TASK INSTRUCTIONS
Rewrite every one of the rows below in full, requests included, and scale each coordinate in the answers by 0.3, rounding to the nearest whole number with halves rounded up. Keep the numbers in the requests unchanged.

[Dataset excerpts on object pointing]
============

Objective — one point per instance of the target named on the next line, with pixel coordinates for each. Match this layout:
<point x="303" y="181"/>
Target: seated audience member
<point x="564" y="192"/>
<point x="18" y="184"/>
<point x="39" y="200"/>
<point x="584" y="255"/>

============

COMPLETED TASK
Objective — one point per instance of the target named on the next line, with pixel coordinates for each. Match this layout:
<point x="303" y="181"/>
Target: seated audience member
<point x="169" y="58"/>
<point x="5" y="55"/>
<point x="12" y="60"/>
<point x="175" y="77"/>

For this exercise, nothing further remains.